(Segmentation data)
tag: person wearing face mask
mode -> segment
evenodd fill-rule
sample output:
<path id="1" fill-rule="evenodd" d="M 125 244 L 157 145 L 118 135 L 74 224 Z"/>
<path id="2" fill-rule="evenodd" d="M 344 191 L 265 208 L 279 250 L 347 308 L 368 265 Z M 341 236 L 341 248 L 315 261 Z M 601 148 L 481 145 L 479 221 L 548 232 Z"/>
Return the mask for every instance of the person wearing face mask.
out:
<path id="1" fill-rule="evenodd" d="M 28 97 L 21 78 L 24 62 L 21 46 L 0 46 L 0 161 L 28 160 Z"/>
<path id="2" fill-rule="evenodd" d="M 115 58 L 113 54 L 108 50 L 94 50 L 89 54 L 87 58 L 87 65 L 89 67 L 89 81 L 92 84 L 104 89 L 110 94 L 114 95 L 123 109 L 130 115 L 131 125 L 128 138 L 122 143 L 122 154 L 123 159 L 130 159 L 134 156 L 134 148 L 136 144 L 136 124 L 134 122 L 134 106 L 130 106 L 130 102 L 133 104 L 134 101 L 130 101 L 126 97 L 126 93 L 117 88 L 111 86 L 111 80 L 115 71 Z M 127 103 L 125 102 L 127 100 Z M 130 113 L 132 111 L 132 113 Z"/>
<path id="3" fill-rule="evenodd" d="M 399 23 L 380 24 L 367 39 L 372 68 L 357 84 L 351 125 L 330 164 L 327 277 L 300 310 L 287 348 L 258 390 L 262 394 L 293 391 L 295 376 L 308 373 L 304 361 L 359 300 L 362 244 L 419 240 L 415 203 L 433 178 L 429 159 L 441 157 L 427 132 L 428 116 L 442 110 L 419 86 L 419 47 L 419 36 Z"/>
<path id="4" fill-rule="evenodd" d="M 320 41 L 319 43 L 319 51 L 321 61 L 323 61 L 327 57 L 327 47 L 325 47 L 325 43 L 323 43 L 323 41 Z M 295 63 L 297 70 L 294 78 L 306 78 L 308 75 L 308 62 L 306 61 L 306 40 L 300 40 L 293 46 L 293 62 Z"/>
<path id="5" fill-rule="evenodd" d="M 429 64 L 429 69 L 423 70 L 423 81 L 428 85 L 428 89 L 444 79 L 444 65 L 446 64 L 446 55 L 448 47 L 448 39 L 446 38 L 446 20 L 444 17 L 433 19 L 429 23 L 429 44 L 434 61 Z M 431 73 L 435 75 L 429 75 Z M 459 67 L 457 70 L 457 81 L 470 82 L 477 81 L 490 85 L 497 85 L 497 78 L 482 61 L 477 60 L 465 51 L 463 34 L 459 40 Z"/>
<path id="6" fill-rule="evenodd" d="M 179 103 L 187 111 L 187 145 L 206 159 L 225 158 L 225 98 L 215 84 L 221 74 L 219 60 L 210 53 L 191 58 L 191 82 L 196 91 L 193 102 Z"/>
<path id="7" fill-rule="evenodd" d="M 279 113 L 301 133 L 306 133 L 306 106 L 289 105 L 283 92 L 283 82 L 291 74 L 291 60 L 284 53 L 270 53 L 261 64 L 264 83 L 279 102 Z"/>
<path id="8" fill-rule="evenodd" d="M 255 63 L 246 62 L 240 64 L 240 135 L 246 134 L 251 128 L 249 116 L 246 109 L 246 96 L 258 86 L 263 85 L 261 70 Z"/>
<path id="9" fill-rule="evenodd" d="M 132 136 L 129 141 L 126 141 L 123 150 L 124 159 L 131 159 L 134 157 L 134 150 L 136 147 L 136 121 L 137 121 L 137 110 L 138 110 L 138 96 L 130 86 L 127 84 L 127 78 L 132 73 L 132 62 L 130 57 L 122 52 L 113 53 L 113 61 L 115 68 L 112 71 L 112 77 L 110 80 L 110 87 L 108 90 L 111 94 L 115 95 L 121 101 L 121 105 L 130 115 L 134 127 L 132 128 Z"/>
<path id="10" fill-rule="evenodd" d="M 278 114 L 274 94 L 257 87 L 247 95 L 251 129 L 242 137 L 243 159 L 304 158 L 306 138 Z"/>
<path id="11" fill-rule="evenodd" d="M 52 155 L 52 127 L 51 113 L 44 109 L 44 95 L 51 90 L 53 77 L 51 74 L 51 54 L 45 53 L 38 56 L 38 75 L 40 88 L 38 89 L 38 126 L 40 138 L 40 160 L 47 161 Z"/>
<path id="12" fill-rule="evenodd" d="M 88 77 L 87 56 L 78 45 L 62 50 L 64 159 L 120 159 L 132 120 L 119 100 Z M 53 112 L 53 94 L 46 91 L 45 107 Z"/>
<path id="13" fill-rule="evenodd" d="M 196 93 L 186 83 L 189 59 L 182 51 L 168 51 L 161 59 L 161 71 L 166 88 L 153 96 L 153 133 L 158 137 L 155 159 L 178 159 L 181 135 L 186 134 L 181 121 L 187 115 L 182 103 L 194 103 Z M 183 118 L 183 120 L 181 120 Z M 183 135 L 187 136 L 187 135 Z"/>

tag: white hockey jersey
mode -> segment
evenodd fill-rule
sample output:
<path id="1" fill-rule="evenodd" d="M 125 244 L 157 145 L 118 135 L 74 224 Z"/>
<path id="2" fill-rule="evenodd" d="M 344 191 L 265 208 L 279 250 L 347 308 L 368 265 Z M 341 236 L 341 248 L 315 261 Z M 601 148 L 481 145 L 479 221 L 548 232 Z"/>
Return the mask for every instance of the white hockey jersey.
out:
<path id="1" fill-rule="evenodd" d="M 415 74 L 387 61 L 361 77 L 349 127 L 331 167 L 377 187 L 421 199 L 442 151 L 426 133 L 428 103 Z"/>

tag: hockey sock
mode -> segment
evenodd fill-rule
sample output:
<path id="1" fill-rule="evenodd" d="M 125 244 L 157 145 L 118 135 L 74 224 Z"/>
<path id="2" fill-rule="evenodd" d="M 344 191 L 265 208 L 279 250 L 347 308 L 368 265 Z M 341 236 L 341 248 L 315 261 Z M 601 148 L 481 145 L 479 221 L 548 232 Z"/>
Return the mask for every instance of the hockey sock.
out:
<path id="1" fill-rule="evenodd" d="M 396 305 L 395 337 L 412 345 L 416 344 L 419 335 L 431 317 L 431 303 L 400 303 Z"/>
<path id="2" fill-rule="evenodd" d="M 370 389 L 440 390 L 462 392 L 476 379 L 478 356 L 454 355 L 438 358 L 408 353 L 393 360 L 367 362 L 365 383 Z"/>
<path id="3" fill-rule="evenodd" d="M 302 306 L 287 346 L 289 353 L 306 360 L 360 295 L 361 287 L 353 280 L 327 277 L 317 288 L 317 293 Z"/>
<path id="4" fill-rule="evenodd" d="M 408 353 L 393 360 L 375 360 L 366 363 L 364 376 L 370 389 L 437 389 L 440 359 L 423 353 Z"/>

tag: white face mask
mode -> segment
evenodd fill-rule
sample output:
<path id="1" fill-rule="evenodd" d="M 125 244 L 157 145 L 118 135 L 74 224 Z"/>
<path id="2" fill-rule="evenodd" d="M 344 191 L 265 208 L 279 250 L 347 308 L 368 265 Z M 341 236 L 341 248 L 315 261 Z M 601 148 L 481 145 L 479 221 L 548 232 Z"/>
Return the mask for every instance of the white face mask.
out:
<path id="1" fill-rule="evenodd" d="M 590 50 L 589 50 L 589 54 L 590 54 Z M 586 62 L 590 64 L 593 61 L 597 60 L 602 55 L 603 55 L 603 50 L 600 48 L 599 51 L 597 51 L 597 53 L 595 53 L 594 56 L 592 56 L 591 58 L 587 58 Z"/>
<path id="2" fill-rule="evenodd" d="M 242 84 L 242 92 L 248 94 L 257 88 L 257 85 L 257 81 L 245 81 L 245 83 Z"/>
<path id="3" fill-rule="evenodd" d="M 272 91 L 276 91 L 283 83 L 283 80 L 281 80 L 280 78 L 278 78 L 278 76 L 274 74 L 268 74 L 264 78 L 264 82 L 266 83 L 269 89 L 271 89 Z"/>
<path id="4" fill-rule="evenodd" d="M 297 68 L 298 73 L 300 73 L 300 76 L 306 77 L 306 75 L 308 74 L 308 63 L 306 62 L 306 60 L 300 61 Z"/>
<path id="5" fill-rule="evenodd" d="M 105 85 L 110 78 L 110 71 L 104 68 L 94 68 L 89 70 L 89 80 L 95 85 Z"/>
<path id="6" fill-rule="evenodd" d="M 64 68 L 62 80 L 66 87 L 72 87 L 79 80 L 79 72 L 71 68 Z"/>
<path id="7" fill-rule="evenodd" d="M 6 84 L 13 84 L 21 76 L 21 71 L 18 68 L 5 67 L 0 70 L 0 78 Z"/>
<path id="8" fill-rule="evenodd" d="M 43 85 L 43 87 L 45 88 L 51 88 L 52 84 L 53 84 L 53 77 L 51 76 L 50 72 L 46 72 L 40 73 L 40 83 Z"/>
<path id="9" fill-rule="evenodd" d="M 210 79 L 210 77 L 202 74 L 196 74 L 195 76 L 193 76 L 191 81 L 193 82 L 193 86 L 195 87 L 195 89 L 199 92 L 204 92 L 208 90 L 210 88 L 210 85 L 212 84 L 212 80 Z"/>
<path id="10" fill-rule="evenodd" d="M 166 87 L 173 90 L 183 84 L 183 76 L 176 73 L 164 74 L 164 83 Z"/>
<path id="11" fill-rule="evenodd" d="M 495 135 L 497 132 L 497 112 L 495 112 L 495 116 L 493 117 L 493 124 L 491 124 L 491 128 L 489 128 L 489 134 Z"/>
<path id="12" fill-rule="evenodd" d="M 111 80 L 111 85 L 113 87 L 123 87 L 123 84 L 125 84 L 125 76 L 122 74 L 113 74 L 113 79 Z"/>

• SET TASK: Which lines of the segmentation data contain the string "wearing"? Gather each of them.

• FINISHED TASK:
tag: person wearing face mask
Return the mask for every instance of the person wearing face mask.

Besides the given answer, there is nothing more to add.